━━ Dataset extract ━━

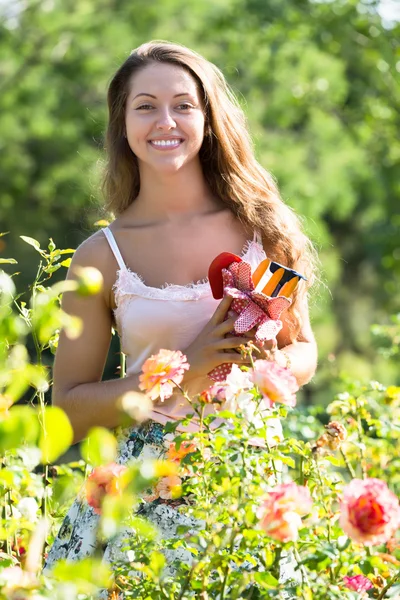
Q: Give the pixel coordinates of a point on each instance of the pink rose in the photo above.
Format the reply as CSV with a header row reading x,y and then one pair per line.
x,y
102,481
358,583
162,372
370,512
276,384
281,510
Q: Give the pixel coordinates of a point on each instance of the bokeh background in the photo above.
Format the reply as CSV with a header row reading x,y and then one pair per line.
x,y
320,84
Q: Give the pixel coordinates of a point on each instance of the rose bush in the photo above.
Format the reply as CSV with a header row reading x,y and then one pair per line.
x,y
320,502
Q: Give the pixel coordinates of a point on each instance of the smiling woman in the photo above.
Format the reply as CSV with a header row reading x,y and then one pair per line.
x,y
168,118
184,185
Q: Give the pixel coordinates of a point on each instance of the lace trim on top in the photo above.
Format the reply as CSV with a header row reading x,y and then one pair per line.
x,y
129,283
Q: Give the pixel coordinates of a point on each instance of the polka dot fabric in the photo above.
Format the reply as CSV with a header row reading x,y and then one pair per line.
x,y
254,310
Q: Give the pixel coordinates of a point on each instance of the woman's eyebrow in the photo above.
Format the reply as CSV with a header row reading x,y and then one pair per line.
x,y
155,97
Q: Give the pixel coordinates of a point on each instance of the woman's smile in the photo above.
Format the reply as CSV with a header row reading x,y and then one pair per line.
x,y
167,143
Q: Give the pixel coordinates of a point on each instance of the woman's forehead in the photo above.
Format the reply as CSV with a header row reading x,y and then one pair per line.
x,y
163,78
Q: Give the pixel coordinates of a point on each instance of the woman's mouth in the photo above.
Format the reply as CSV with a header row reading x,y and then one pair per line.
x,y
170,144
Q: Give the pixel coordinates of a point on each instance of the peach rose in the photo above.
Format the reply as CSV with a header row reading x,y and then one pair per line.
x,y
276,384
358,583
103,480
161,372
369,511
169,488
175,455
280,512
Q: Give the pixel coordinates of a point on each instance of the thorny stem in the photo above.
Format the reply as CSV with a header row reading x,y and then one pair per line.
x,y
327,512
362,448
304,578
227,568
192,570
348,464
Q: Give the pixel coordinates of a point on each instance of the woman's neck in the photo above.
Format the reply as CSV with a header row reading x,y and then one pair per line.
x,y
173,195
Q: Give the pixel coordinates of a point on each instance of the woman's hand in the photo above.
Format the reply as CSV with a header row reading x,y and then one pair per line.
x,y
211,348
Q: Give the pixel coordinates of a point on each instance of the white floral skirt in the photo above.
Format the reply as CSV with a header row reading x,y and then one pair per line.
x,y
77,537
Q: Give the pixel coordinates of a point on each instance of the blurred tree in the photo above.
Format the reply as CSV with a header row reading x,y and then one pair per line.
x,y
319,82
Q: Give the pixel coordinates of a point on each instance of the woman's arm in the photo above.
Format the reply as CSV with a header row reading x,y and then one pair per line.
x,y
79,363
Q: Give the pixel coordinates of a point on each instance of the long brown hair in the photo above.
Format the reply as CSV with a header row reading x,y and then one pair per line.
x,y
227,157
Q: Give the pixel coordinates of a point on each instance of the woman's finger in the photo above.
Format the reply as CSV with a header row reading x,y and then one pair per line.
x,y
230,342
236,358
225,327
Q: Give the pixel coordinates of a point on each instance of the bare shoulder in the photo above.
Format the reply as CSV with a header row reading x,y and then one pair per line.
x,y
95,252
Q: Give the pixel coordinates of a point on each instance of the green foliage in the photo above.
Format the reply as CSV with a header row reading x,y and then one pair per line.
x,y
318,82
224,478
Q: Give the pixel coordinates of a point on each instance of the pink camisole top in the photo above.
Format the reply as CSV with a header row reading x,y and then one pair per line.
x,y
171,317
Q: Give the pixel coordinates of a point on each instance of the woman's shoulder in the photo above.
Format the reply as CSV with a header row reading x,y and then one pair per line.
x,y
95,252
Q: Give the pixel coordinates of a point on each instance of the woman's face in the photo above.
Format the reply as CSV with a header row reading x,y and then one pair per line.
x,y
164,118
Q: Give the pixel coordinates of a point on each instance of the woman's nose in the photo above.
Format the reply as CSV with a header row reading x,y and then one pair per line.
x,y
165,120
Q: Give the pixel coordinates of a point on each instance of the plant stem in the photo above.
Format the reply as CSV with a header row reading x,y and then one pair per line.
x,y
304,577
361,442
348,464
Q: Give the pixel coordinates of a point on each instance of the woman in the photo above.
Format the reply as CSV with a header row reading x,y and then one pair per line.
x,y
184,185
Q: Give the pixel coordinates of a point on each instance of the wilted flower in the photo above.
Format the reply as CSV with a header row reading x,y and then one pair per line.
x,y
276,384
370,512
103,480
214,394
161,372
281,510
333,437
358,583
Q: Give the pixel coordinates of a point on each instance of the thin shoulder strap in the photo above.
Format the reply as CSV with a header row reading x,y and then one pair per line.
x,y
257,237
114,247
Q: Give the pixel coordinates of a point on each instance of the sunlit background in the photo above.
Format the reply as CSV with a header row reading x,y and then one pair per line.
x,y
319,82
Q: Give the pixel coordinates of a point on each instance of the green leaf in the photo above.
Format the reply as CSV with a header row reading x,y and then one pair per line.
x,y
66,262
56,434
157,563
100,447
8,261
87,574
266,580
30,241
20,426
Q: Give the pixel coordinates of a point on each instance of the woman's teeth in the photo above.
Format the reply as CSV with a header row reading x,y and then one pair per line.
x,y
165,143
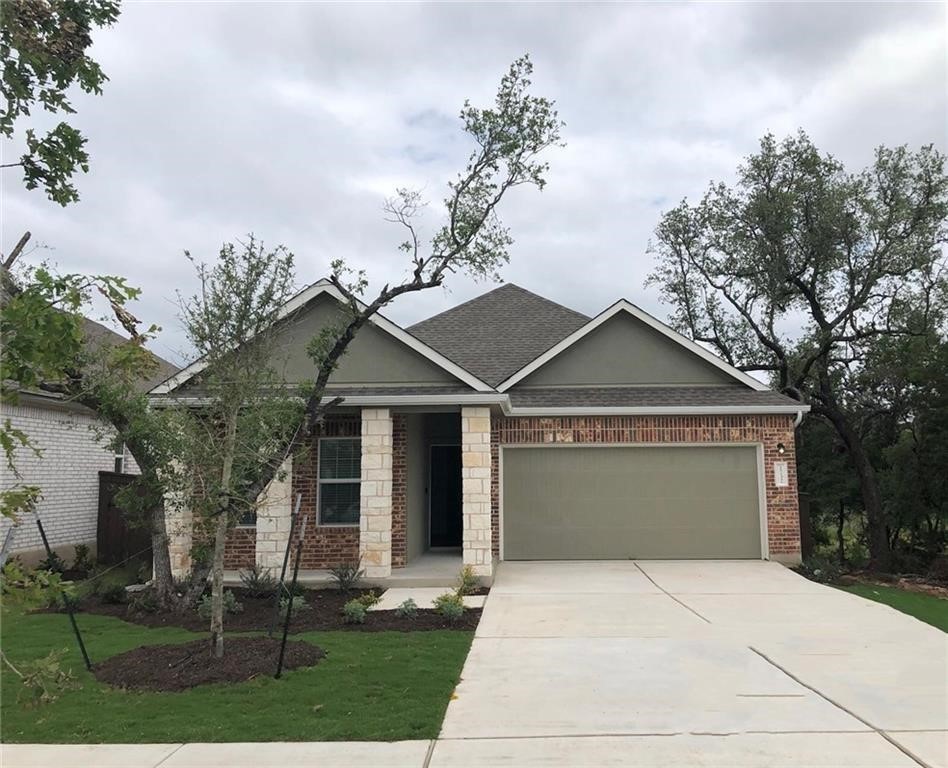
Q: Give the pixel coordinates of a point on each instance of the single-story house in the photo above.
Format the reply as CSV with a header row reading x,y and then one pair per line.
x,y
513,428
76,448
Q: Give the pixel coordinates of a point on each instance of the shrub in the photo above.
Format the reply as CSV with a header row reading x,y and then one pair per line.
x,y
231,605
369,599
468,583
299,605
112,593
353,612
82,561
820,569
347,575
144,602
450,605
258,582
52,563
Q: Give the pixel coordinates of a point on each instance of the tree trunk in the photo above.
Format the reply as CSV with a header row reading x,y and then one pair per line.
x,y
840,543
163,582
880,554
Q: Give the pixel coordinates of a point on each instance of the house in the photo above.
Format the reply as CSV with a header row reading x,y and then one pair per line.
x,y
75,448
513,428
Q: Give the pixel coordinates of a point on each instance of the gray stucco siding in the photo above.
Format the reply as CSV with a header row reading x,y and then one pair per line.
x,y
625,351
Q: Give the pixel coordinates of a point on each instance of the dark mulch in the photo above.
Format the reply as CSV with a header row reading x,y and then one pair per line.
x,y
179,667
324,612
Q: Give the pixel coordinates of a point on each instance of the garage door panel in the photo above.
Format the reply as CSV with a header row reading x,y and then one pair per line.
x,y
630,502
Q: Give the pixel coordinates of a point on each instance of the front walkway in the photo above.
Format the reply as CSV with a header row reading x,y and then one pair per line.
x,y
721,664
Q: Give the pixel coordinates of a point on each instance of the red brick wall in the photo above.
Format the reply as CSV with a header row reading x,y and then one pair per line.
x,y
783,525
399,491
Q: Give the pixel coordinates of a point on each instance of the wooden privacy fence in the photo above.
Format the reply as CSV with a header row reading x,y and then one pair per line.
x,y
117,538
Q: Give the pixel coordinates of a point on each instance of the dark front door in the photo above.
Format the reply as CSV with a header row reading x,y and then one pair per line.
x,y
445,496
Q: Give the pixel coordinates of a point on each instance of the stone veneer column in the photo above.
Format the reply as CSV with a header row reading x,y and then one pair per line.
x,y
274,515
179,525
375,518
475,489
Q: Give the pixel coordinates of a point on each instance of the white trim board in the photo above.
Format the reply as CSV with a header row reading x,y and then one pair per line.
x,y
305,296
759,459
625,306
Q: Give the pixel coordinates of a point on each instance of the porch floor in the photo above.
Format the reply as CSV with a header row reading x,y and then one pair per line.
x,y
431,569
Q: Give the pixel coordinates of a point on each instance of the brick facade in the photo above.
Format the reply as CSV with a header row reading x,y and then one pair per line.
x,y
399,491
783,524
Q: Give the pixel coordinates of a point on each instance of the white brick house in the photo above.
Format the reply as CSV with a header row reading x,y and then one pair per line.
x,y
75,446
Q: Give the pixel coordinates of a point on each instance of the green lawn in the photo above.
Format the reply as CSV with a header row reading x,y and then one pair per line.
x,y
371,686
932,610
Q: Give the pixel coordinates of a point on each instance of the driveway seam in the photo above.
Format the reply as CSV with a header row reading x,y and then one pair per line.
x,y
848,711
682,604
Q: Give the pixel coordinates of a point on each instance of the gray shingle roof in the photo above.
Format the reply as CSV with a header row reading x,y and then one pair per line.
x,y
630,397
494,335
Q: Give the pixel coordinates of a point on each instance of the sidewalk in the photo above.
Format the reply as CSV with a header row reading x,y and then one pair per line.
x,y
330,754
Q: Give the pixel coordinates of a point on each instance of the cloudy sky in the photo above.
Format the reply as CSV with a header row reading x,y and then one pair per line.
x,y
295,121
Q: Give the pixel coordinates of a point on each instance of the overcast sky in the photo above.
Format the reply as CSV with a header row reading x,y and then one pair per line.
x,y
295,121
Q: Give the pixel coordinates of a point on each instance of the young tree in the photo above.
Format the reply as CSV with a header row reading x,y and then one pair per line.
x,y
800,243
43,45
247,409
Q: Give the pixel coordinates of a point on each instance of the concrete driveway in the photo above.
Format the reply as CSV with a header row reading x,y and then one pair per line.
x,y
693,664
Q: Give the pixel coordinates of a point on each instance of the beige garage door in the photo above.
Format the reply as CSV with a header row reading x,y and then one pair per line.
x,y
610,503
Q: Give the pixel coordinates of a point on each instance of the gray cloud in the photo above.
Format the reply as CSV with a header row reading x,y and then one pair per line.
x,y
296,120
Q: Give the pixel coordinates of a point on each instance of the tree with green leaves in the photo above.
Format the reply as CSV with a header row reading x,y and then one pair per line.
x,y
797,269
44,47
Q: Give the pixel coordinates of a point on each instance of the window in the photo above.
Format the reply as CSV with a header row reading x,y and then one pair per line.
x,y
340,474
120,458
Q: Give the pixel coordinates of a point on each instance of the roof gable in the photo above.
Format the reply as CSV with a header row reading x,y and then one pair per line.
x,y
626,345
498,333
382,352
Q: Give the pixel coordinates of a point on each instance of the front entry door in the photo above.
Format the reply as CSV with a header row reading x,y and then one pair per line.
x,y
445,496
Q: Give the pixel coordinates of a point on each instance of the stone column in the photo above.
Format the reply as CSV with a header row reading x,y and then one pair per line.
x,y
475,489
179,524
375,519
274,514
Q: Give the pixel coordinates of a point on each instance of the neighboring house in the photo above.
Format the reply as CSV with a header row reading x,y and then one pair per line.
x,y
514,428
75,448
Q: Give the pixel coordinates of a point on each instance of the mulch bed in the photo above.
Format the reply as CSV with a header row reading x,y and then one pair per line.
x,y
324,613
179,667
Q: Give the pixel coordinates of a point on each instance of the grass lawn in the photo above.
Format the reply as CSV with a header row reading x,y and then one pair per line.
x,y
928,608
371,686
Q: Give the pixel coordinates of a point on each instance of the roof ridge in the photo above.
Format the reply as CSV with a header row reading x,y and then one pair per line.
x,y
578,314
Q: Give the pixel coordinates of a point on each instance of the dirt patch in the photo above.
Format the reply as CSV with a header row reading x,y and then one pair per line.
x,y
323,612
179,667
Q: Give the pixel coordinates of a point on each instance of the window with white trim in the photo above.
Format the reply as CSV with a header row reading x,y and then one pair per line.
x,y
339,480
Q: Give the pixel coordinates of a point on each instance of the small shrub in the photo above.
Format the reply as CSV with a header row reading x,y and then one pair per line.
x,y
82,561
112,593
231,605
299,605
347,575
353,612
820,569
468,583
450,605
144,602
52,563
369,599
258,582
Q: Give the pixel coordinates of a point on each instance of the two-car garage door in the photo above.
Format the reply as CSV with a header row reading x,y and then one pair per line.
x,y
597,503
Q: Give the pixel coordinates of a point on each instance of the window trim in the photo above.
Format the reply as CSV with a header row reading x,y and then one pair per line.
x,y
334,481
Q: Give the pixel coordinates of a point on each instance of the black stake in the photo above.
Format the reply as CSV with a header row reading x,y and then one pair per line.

━━━

[Task to complete]: The expected answer is a copy of each line above containing "background".

[Output below]:
Q: Give the pixel coordinates of a point on each instance of the bokeh background in the photo above.
Q: Give the pixel coordinates of a point on each instance of the sunlit background in the photo above.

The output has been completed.